▸ Aim of the exercise
Swap "house siding" for "exterior cladding" in the material from the line with "Flashcard review: The house siding" to the line with "[55, 33, 160, 64]", and give only those lines again with nothing else altered.
>> start Provided data
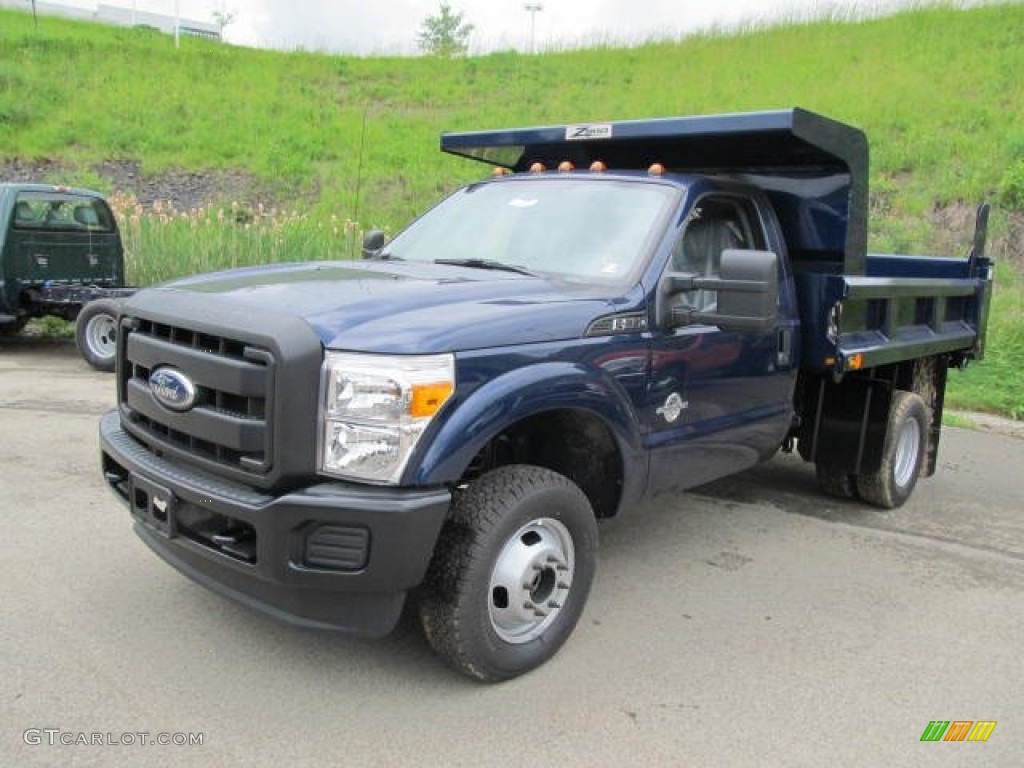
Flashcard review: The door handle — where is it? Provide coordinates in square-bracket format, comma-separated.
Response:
[775, 328, 793, 368]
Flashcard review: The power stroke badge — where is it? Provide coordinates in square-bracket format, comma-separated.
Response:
[654, 392, 690, 424]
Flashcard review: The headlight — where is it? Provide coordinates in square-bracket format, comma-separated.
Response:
[319, 352, 455, 483]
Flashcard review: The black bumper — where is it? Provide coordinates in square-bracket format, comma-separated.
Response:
[99, 412, 451, 637]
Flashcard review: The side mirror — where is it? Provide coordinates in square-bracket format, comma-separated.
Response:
[658, 249, 778, 331]
[362, 229, 387, 259]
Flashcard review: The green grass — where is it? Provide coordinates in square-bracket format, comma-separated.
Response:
[0, 3, 1024, 415]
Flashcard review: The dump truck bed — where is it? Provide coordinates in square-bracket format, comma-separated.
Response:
[440, 108, 992, 375]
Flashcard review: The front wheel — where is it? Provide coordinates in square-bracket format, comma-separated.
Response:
[857, 391, 929, 509]
[75, 299, 120, 373]
[419, 465, 597, 682]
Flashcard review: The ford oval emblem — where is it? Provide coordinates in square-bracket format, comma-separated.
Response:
[150, 367, 196, 411]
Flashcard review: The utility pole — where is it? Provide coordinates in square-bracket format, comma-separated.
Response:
[522, 2, 544, 53]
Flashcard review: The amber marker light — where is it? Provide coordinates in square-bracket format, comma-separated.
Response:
[409, 381, 455, 419]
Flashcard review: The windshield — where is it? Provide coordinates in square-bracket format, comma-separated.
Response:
[14, 191, 114, 232]
[384, 178, 678, 282]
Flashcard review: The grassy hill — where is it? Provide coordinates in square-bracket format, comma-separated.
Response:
[0, 3, 1024, 415]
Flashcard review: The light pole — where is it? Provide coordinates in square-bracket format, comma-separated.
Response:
[522, 2, 544, 53]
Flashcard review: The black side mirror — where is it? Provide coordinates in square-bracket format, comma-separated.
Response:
[658, 249, 778, 331]
[362, 229, 387, 259]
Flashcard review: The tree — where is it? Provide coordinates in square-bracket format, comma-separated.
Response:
[417, 2, 473, 58]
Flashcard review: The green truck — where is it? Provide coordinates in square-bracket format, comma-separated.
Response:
[0, 183, 135, 371]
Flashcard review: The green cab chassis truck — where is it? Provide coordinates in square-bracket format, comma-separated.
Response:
[0, 183, 134, 371]
[99, 110, 992, 681]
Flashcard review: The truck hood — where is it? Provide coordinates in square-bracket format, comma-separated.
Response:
[152, 261, 625, 353]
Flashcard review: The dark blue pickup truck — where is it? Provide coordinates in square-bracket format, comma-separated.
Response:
[100, 110, 992, 681]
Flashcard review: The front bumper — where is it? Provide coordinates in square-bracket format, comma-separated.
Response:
[99, 411, 451, 637]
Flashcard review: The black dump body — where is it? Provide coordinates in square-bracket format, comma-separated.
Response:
[440, 109, 991, 374]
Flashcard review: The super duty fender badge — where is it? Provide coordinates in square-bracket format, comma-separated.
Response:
[565, 125, 611, 141]
[654, 392, 690, 424]
[150, 366, 197, 411]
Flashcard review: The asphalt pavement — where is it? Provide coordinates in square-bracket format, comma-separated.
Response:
[0, 339, 1024, 768]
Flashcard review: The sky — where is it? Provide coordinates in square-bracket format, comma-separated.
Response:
[50, 0, 979, 55]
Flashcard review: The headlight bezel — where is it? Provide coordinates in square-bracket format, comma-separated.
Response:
[316, 350, 456, 485]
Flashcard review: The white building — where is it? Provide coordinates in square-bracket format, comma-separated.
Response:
[0, 0, 220, 40]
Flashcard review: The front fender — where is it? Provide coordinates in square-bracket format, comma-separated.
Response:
[413, 362, 646, 488]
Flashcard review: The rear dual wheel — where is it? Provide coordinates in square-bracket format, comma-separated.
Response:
[815, 390, 929, 509]
[419, 465, 597, 682]
[75, 299, 121, 373]
[857, 391, 929, 509]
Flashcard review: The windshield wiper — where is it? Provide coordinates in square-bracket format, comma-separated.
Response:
[434, 259, 537, 278]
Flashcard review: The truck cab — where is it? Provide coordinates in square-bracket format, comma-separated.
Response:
[100, 110, 991, 681]
[0, 183, 131, 371]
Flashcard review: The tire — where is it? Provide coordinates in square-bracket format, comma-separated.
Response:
[419, 465, 597, 683]
[75, 299, 121, 373]
[814, 464, 857, 499]
[857, 391, 929, 509]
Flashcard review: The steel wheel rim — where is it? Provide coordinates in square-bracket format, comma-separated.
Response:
[85, 314, 118, 357]
[893, 419, 921, 487]
[487, 517, 575, 644]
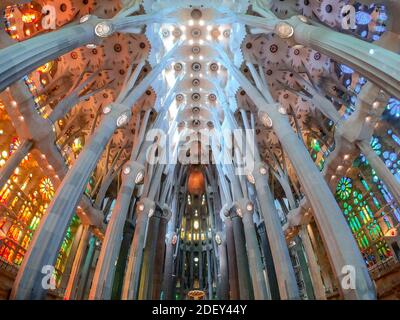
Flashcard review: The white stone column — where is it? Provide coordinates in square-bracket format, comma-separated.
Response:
[121, 198, 155, 300]
[64, 225, 90, 300]
[235, 198, 271, 300]
[299, 225, 326, 300]
[224, 61, 376, 299]
[89, 160, 144, 300]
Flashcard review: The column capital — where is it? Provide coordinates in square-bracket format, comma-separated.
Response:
[158, 203, 172, 221]
[122, 160, 144, 184]
[234, 198, 254, 218]
[136, 198, 156, 218]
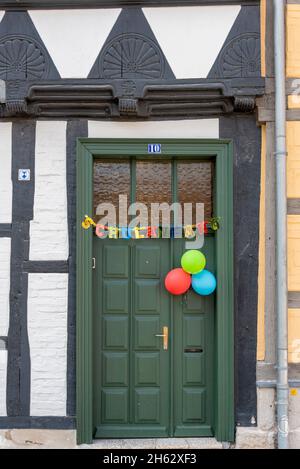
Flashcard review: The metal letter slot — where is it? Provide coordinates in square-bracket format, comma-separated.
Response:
[184, 347, 203, 353]
[155, 326, 169, 350]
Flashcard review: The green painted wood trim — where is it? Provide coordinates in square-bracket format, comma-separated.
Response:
[76, 143, 93, 444]
[77, 139, 234, 443]
[215, 143, 234, 441]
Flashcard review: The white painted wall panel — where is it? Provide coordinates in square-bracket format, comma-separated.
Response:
[29, 9, 121, 78]
[88, 119, 219, 138]
[0, 350, 7, 417]
[29, 121, 69, 261]
[28, 274, 68, 416]
[0, 122, 12, 223]
[143, 5, 241, 78]
[0, 238, 11, 336]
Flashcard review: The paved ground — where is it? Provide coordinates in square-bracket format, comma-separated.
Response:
[78, 438, 223, 450]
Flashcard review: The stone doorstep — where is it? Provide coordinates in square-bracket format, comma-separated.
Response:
[77, 438, 223, 450]
[0, 429, 223, 450]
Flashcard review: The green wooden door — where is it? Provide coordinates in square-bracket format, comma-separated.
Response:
[93, 159, 215, 438]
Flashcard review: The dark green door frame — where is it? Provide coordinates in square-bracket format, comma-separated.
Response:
[76, 139, 234, 444]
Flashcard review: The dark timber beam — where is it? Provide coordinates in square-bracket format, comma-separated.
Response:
[0, 0, 259, 10]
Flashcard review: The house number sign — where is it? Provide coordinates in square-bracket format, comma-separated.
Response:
[148, 143, 161, 153]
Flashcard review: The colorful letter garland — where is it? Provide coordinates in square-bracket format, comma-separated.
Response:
[81, 215, 220, 239]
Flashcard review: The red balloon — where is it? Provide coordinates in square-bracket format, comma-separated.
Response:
[165, 268, 192, 295]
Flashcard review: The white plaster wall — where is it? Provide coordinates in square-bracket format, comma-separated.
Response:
[29, 121, 69, 261]
[88, 119, 219, 138]
[143, 5, 241, 78]
[0, 122, 12, 223]
[29, 9, 121, 78]
[0, 238, 11, 336]
[28, 274, 68, 416]
[0, 350, 7, 416]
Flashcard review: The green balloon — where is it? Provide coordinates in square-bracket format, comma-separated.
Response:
[181, 249, 206, 274]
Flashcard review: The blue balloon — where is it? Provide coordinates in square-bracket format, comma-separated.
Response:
[192, 269, 217, 295]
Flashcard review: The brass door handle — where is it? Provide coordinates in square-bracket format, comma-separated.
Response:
[155, 326, 169, 350]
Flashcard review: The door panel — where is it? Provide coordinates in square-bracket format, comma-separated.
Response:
[173, 236, 215, 436]
[93, 155, 215, 438]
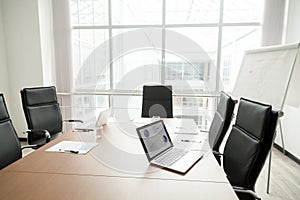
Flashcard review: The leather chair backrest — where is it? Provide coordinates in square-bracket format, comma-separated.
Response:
[142, 85, 173, 118]
[0, 94, 22, 169]
[208, 92, 236, 151]
[21, 86, 62, 135]
[223, 98, 278, 190]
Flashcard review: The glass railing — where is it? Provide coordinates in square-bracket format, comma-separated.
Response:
[58, 92, 219, 130]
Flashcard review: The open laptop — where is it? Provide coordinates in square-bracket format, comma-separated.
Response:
[136, 120, 203, 174]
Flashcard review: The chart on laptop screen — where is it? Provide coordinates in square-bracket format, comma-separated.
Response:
[140, 122, 172, 158]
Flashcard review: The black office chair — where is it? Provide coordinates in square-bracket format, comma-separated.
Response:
[0, 94, 50, 169]
[223, 98, 278, 199]
[208, 92, 237, 164]
[142, 85, 173, 118]
[21, 86, 83, 144]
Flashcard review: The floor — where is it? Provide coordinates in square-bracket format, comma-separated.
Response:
[255, 148, 300, 200]
[21, 142, 300, 200]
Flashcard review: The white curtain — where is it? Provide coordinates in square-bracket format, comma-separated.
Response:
[261, 0, 286, 46]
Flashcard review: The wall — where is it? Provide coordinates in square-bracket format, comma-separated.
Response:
[0, 0, 43, 137]
[276, 0, 300, 159]
[0, 1, 10, 101]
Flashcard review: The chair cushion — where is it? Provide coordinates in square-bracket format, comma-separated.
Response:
[208, 110, 224, 150]
[0, 119, 22, 169]
[0, 94, 9, 120]
[28, 104, 62, 135]
[143, 85, 172, 100]
[142, 85, 173, 118]
[236, 98, 272, 140]
[223, 126, 260, 189]
[24, 86, 57, 106]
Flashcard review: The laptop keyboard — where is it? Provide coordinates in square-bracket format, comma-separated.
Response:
[155, 148, 186, 166]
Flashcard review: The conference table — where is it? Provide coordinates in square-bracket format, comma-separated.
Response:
[0, 119, 238, 200]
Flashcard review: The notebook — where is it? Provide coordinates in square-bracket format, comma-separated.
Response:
[136, 120, 203, 174]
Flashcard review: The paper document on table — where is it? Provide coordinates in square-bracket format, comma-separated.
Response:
[46, 141, 98, 154]
[174, 128, 199, 135]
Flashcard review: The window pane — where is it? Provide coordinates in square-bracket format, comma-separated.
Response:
[111, 0, 163, 25]
[165, 27, 218, 93]
[223, 0, 264, 22]
[166, 0, 220, 24]
[220, 26, 261, 91]
[70, 0, 108, 26]
[112, 29, 161, 91]
[73, 29, 110, 91]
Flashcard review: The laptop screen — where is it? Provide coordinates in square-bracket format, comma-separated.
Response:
[137, 120, 173, 161]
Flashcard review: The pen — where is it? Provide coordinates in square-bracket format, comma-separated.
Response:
[74, 128, 94, 132]
[59, 149, 79, 154]
[181, 140, 201, 143]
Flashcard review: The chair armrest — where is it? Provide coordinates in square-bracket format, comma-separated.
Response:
[200, 130, 208, 133]
[212, 150, 223, 156]
[21, 144, 38, 150]
[232, 186, 261, 200]
[25, 129, 51, 148]
[63, 119, 83, 123]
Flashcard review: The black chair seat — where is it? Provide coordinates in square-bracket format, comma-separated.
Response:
[223, 98, 278, 199]
[21, 86, 82, 145]
[142, 85, 173, 118]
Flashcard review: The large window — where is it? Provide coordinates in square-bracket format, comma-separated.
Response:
[70, 0, 264, 128]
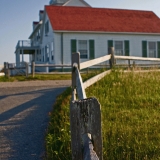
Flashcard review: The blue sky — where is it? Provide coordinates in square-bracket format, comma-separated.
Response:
[0, 0, 160, 64]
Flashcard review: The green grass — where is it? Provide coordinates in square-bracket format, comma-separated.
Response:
[0, 70, 101, 82]
[46, 70, 160, 160]
[87, 71, 160, 160]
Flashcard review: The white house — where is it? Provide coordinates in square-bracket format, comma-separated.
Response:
[15, 0, 160, 71]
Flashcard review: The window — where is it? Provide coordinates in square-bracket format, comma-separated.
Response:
[45, 21, 49, 35]
[148, 42, 156, 58]
[78, 40, 88, 59]
[71, 39, 95, 59]
[51, 42, 54, 61]
[45, 45, 49, 62]
[108, 40, 130, 56]
[37, 29, 40, 41]
[142, 41, 160, 58]
[115, 41, 124, 55]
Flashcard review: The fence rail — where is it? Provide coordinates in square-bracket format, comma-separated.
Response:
[70, 47, 160, 160]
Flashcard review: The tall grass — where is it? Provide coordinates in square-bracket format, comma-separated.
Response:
[47, 70, 160, 160]
[87, 70, 160, 160]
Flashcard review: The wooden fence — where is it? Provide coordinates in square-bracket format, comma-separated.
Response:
[70, 47, 160, 160]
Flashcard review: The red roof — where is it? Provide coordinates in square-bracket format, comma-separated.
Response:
[45, 6, 160, 33]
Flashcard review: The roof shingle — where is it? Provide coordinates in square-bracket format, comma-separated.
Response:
[45, 6, 160, 33]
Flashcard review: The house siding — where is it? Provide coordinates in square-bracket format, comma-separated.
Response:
[65, 0, 88, 7]
[55, 33, 160, 64]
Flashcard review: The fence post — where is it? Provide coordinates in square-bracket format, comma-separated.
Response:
[32, 61, 35, 77]
[128, 59, 131, 69]
[25, 62, 28, 77]
[4, 62, 7, 76]
[71, 52, 80, 90]
[108, 47, 115, 68]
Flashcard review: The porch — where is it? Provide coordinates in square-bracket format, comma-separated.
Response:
[15, 40, 39, 65]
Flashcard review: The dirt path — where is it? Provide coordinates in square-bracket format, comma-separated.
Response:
[0, 80, 71, 160]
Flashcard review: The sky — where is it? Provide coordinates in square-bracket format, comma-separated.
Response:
[0, 0, 160, 65]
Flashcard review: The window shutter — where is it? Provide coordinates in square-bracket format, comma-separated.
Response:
[108, 40, 113, 48]
[142, 41, 147, 57]
[124, 41, 130, 56]
[157, 42, 160, 58]
[71, 39, 77, 54]
[89, 40, 95, 59]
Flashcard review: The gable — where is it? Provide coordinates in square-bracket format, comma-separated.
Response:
[45, 6, 160, 33]
[63, 0, 90, 7]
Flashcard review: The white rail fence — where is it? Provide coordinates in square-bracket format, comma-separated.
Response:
[70, 47, 160, 160]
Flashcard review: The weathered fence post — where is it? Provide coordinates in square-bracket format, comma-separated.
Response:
[108, 47, 115, 68]
[25, 62, 28, 77]
[32, 61, 35, 77]
[70, 98, 103, 160]
[128, 59, 131, 69]
[4, 62, 10, 78]
[4, 62, 7, 76]
[71, 53, 80, 90]
[133, 61, 136, 69]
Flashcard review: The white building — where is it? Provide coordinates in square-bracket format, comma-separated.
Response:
[15, 0, 160, 71]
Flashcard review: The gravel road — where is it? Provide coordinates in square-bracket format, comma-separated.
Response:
[0, 80, 71, 160]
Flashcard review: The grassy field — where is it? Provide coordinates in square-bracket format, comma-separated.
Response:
[0, 70, 101, 82]
[46, 70, 160, 160]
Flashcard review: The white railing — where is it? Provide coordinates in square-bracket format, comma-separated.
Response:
[70, 47, 160, 160]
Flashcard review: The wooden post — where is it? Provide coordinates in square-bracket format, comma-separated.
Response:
[71, 52, 80, 89]
[133, 61, 136, 69]
[4, 62, 10, 78]
[128, 59, 131, 69]
[70, 98, 103, 160]
[32, 61, 35, 77]
[25, 62, 28, 77]
[7, 67, 11, 78]
[108, 47, 115, 68]
[4, 62, 7, 76]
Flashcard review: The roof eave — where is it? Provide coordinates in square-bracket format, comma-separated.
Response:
[28, 21, 43, 39]
[54, 30, 160, 36]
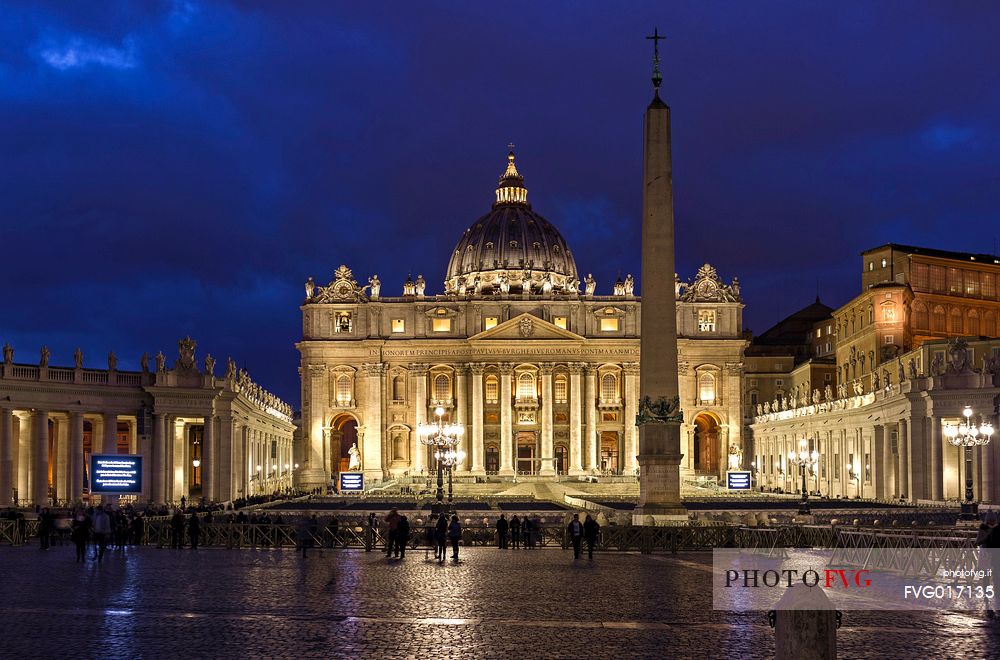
>> end Provided data
▸ Written solution
Flashcard review: The exterior cladding — where is it? Provide coordinates in square-bracket format, comma-separated.
Response:
[65, 0, 88, 7]
[55, 33, 160, 64]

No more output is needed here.